PASSAGE SHOWN
⁂

I always wanted to read Dr. Moreau but I also always found a good excuse not to. So my vote to DR. Moreau.

----------


## Pensive

I love the novels about "time travel" and The Time Machine seems like one so I guess that I should vote for he Time Machine...

----------


## Nightshade

bah cant I vote? I think Ive read all of them at one point or another, mind you I cant reallly detail, no havent read MR polly that looks nice, noticed you didnt put Ann Veronica : a modern romance(?) up Good I didnt really like that one _ that I do rember_
come to think of it ddnt like the time machine either I think I think my vote is going to Be Mad doctor not even going to try his name's island. although I might just reread the rest of them too hummm Island it isthen as I suppose ther is no way Polly is winning is he?

⁂

Records from a data collection:
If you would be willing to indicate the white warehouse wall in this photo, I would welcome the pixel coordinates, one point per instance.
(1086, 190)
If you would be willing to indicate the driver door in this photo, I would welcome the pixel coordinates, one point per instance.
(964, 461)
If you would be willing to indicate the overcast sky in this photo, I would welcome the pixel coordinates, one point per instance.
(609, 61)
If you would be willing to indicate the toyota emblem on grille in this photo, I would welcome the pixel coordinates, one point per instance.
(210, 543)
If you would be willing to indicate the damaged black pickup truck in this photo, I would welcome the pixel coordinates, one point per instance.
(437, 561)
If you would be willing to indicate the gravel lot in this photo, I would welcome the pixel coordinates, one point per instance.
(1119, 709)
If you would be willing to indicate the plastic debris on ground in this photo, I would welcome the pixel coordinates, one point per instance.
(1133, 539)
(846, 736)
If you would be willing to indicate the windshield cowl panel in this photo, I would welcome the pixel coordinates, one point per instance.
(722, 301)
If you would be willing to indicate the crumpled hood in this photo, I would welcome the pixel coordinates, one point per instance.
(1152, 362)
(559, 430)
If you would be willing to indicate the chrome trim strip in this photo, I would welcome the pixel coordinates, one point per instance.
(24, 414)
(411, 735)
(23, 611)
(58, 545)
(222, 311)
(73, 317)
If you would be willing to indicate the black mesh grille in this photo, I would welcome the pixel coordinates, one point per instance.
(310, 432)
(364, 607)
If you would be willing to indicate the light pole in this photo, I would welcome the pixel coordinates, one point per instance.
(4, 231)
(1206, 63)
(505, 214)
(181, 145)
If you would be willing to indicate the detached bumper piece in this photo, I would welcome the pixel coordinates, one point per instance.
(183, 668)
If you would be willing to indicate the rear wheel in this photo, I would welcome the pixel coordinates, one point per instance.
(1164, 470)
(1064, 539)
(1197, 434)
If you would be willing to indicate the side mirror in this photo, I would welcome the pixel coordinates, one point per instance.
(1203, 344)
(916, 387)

⁂

REQUIRED ACTIONS
- 1) Can you output, word for word, the stretch of the book-vote thread from "I always wanted" through "he Time Machine..."?
- 2) Could you write the next part of the book-vote thread, starting right after the last sentence shown?
Nothing in these lines is needed.

ANSWERS TO THE TASKS
- 1)
I always wanted to read Dr. Moreau but I also always found a good excuse not to. So my vote to DR. Moreau.

----------


## Pensive

I love the novels about "time travel" and The Time Machine seems like one so I guess that I should vote for he Time Machine...

- 2)
 :Biggrin:

----------


## Erna

One of my favourite authors  :Smile:  Still have to read some of his books which are already standing here. Voted for 'The invisible man'. I see that 'The island of Dr. Moreau' is going fast. Also standing here and waiting to be read. So most likely I'm in, but with a large chance I just will forget :S

----------


## Scheherazade

Going once...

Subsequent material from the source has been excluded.